_What is required:_ Write out the records again, exactly, leaving none out.

_Material for the task:_
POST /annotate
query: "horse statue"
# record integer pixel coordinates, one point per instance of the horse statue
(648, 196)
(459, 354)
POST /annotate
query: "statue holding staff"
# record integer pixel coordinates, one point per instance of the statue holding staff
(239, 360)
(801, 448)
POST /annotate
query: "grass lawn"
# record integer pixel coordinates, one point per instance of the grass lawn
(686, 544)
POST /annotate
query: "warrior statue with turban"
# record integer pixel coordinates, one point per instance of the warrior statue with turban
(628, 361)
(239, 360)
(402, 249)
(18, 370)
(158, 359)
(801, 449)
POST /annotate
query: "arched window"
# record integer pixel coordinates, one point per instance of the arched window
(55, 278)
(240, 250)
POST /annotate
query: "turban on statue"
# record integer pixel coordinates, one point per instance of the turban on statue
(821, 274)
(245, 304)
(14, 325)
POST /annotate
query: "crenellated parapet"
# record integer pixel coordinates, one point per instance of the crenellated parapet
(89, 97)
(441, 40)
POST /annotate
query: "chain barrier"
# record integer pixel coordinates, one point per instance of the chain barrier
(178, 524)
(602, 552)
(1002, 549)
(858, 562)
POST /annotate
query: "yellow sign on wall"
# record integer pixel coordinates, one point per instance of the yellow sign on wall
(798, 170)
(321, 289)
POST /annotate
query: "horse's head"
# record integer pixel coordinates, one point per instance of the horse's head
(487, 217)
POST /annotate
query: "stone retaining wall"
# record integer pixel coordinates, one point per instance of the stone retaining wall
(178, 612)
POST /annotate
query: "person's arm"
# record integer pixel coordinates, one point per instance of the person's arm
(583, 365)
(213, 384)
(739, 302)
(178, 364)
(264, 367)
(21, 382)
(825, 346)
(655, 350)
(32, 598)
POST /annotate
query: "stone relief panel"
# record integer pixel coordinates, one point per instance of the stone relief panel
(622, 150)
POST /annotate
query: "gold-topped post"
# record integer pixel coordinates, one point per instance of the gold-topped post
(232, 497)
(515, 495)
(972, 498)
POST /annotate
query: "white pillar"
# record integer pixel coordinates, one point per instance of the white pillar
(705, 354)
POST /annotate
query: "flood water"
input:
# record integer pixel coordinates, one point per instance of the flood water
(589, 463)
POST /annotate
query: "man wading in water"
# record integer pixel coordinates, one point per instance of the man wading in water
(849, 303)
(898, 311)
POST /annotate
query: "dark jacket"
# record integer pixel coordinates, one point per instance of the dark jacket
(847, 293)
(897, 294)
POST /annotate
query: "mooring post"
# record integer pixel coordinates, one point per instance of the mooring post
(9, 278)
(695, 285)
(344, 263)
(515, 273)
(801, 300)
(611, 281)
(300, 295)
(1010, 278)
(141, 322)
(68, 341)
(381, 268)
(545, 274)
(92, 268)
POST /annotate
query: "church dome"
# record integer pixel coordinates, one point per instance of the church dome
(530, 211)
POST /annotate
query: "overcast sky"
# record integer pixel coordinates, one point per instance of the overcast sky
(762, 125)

_Exercise output:_
POST /annotate
query: "horse statue"
# record integer pixel coordinates, one point per instance of the horse statue
(648, 196)
(459, 354)
POST /annotate
query: "statue holding staff"
# record integer pixel coordinates, one point per instance of the statue holding staff
(239, 360)
(801, 448)
POST /annotate
query: "grass lawn"
# record integer pixel coordinates, one point per instance of the grass lawn
(686, 544)
POST /annotate
query: "warrior statue with turban"
# record integer pixel coordinates, one point per instance of the warrior statue with turban
(628, 361)
(239, 360)
(402, 249)
(18, 370)
(158, 359)
(801, 449)
POST /annotate
query: "arched window"
# record integer pixel coordinates, one point per instance of the arched window
(55, 278)
(240, 250)
POST /annotate
query: "turban on statue"
# record integer pixel coordinates, one point per instance of the turban on statue
(821, 274)
(245, 304)
(14, 325)
POST /annotate
query: "crenellated parapet"
# record integer pixel coordinates, one point per instance of the crenellated parapet
(89, 97)
(441, 40)
POST /annotate
query: "chain barrier"
# record integer pixel coordinates, one point per instance of the chain barrier
(178, 524)
(602, 552)
(1002, 549)
(858, 562)
POST /annotate
query: "yellow sign on wall"
# record integer pixel coordinates, one point per instance of the yellow sign on wall
(798, 170)
(321, 289)
POST /annotate
query: "horse's head"
# record integer pixel coordinates, one point per instance of the horse's head
(487, 217)
POST /annotate
query: "stone retaining wall"
# record integer pixel coordinates, one point per instance of the stone retaining wall
(178, 612)
POST /annotate
query: "person's arm"
# record integer pixel coordinates, one point per instance of the person's arm
(583, 365)
(213, 384)
(739, 302)
(178, 364)
(264, 367)
(21, 382)
(825, 346)
(655, 350)
(32, 598)
POST /annotate
query: "stone relief panel"
# record integer pixel coordinates, one point per instance of the stone relief panel
(622, 150)
POST /annotate
query: "gold-topped post"
# record integer pixel coordinates, one point per instance of the gold-topped post
(232, 497)
(515, 495)
(972, 498)
POST /annotate
query: "white pillar"
# record integer pixel coordinates, one point per instance of the white pillar
(705, 354)
POST /annotate
query: "flood water"
input:
# record integer pixel coordinates, one point per instance of the flood water
(589, 463)
POST /annotate
query: "man wading in water"
# record integer pixel coordinates, one point per instance of the man wading in water
(849, 303)
(898, 311)
POST /annotate
query: "dark jacket"
# record integer pixel coordinates, one point per instance of the dark jacket
(847, 293)
(897, 294)
POST /annotate
query: "mooring post"
# record integer pixel coordinates, one point per instance of the mooring post
(9, 278)
(695, 285)
(344, 263)
(515, 273)
(801, 300)
(611, 281)
(300, 295)
(1010, 278)
(141, 322)
(68, 341)
(381, 268)
(545, 274)
(92, 268)
POST /annotate
query: "church dome"
# record integer pixel coordinates, one point per instance of the church dome
(530, 211)
POST /annotate
query: "overcast sky"
# record integer pixel coordinates, one point per instance of the overcast sky
(762, 125)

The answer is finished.